In another strange case, this one involving domestic defendants, prosecutors have not yet let go.
One year ago next month, Hope Kurtz died of a heart attack in the northern New York State city of Buffalo. Her husband, Steve, an art professor at the University of Buffalo, called police and the emergency medical services.
What the police saw when they got to the Kurtz home, aside from Hope Kurtz’s body and a distraught husband, were vials, bacterial cultures, and an assortment of laboratory equipment including a mobile DNA extracting machine used for testing food products for genetic contamination.
Kurtz explained to the police that these were some of the materials for an art exhibit he and his wife had been preparing on genetic modification. The Kurtzes were founders of a group called "The Critical Art Ensemble," a collective of "tactical media" protest and performance artists.
The police did not buy his story. They called the Federal Bureau of Investigation (FBI). A hazardous materials team carried out testing. County health officials declared the Kurtz home a potential health risk and sealed it for two days while a state lab examined the bacterial cultures found inside. They confiscated Hope’s body and Steve’s computer, notebooks, and art supplies. They cordoned off part of the street, quarantined the Kurtz home, and took Steve to a hotel, where the FBI questioned him for two days. Meanwhile, the special agent in charge of the Buffalo FBI office gave interviews to the press.
Officials eventually made it known that there was no danger to public health, and Kurtz was allowed to move back to his home.
But federal authorities obviously thought something in the Kurtz home was illegal, because prosecutors subsequently convened a grand jury, with Kurtz as its target. Instead of bioterrorism, he was indicted for mail and wire fraud, charges normally used against those defrauding others of money or property, as in telemarketing schemes.
Also indicted was Robert Ferrell, head of the Department of Genetics at the University of Pittsburgh’s School of Public Health, for allegedly helping Kurtz obtain $256 worth of bacteria for one of his art projects.
In Buffalo, a judge heard motions Tuesday to dismiss the federal criminal case against Kurtz, whose attorney argued that a dangerous precedent would be set by "exalting" into a federal crime a case of wire and mail fraud, which is customarily a minor, civil contract issue the purchase of the bacterium Serratia marcescens by scientist Ferrell for use in Kurtz’s artwork.
The prosecutor acknowledged that there is no federal law or regulation concerning Serratia, whose alleged danger forms the basis of the government’s argument for making this a criminal case.

**Data listing:**
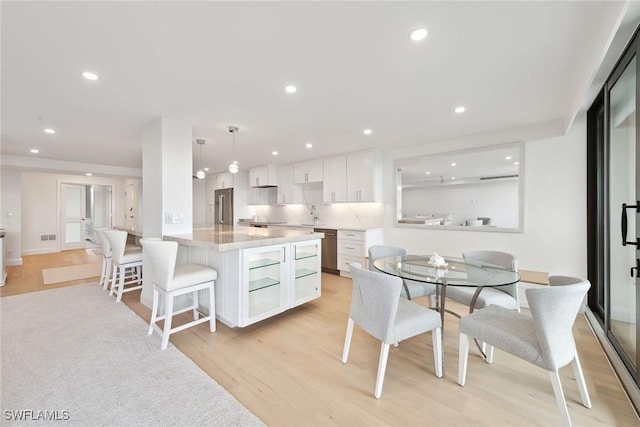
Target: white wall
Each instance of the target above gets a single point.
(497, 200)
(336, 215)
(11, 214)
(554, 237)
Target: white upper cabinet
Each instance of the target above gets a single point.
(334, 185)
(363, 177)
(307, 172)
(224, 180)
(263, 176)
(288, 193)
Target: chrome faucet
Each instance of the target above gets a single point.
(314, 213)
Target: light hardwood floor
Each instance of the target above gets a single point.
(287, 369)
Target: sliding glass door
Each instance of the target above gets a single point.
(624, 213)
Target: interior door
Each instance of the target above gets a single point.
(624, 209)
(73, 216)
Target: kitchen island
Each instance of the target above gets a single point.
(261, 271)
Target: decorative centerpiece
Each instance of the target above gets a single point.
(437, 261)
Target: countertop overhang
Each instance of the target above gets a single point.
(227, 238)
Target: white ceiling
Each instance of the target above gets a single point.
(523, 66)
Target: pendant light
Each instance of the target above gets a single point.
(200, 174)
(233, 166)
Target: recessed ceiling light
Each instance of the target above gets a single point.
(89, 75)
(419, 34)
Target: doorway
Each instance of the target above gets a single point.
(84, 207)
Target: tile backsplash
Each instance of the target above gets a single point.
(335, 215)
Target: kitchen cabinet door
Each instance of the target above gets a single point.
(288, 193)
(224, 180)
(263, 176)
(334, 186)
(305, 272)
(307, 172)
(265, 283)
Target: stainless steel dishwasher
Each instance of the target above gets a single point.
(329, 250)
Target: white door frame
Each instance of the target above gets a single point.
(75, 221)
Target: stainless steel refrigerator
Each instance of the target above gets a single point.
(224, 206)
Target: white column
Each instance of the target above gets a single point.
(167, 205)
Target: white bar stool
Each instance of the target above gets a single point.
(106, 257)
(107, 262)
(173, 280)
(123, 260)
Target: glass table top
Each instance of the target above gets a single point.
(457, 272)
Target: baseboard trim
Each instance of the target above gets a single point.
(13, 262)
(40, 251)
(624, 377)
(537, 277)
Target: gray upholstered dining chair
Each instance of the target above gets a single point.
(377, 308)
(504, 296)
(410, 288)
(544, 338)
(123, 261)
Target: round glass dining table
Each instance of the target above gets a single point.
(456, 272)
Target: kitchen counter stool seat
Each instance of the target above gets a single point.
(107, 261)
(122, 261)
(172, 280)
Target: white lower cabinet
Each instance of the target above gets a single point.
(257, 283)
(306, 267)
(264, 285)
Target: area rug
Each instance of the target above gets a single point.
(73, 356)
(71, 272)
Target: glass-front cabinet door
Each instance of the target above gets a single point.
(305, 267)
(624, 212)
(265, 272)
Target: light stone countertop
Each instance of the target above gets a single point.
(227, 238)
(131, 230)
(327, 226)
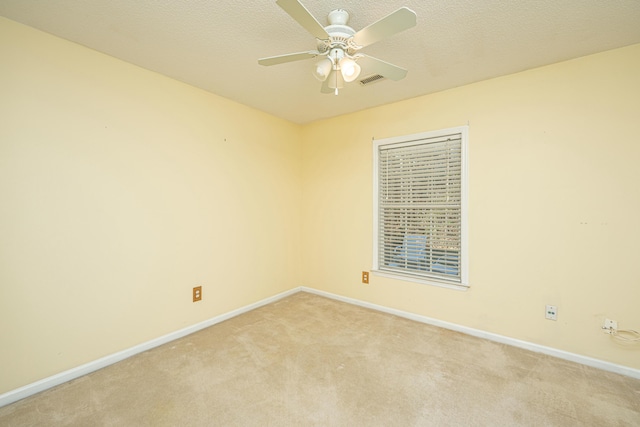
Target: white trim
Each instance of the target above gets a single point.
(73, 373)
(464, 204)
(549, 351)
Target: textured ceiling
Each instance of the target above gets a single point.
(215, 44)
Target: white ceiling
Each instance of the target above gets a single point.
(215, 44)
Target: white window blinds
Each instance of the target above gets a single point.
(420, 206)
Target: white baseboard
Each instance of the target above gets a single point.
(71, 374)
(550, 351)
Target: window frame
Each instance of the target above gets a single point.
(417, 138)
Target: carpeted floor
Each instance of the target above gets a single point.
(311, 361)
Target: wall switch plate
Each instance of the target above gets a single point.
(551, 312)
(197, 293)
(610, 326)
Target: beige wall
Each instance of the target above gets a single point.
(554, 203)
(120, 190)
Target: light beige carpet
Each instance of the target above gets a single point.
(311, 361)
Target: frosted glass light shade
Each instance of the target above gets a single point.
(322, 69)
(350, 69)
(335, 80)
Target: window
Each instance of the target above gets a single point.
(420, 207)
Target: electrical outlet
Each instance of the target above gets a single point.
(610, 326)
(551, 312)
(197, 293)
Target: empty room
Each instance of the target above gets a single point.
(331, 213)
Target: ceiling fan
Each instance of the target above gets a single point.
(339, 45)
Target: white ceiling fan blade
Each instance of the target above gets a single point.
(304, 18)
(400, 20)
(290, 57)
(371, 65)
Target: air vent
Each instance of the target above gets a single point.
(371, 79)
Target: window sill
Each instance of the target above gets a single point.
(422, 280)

**Your goal:** Do these statements agree with the text on the Kurtz case? For each, answer yes or no and quote the words of the text that decide it. 1. Steve Kurtz taught art at the University of Buffalo. 2. Kurtz was indicted for bioterrorism. 3. County health officials sealed the Kurtz home for a week.

**Written answer:**
1. Yes: "an art professor at the University of Buffalo"
2. No: "Instead of bioterrorism, he was indicted for mail and wire fraud"
3. No: "sealed it for two days"